● **WHAT THE TASK REQUIRES**:
Every line from the one that contains "compact form (501,551)." to the end of the records must be restated word for word. No other line belongs in the answer.

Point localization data
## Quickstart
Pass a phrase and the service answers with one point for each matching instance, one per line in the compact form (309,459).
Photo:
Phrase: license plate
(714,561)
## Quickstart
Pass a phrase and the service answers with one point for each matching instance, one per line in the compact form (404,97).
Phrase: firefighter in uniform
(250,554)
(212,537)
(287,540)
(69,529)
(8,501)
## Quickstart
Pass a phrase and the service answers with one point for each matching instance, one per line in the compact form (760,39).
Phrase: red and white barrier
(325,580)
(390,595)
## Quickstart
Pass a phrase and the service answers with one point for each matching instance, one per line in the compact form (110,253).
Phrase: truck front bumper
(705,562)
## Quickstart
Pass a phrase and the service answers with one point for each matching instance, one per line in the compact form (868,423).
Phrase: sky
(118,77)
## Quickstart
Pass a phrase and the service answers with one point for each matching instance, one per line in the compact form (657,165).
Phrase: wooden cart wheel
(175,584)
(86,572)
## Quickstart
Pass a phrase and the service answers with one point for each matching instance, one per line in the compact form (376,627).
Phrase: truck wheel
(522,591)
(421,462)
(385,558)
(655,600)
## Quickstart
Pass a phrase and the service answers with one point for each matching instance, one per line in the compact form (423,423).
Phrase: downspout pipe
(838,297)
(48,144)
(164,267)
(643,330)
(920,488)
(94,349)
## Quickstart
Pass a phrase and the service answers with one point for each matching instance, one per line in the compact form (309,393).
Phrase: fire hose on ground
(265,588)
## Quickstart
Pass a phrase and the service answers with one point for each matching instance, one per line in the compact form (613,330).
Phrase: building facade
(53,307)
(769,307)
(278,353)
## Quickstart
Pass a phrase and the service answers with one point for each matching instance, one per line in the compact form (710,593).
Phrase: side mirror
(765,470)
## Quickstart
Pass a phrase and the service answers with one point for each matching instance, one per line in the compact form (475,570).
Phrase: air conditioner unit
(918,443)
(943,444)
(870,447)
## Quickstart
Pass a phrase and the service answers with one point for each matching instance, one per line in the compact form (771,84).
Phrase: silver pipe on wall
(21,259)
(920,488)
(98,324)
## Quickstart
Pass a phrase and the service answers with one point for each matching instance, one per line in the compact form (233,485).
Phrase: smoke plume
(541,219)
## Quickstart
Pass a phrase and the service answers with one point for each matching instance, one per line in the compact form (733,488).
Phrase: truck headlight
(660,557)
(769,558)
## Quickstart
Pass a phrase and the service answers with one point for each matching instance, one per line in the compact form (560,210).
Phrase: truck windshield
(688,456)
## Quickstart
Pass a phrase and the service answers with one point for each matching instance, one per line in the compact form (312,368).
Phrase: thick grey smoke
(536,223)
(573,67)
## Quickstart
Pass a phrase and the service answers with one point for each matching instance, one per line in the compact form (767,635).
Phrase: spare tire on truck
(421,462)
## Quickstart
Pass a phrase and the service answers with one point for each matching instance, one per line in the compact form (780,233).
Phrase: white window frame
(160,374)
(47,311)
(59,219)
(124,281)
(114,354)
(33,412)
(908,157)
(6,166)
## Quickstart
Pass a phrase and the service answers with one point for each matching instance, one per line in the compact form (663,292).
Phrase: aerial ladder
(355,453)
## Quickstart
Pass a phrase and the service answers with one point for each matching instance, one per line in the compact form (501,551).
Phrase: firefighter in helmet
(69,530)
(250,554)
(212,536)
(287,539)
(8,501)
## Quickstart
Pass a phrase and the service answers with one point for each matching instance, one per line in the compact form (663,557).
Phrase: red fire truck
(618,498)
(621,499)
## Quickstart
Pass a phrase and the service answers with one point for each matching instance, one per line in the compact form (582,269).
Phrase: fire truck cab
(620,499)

● **OUTPUT**:
Pass a phrase and the service answers with one point for each matching instance, one per line in the compact form (501,551).
Phrase: firefighter in helmet
(69,530)
(250,554)
(212,536)
(287,539)
(8,501)
## Quickstart
Pass a phrase and the service answers with one point for each matching instance, one per line in the compact form (663,557).
Phrase: red fire truck
(618,498)
(621,499)
## Quickstart
Pass a phrase and the service answers with one point for each matching instance, one per line in the compact form (582,269).
Phrase: fire truck cab
(620,499)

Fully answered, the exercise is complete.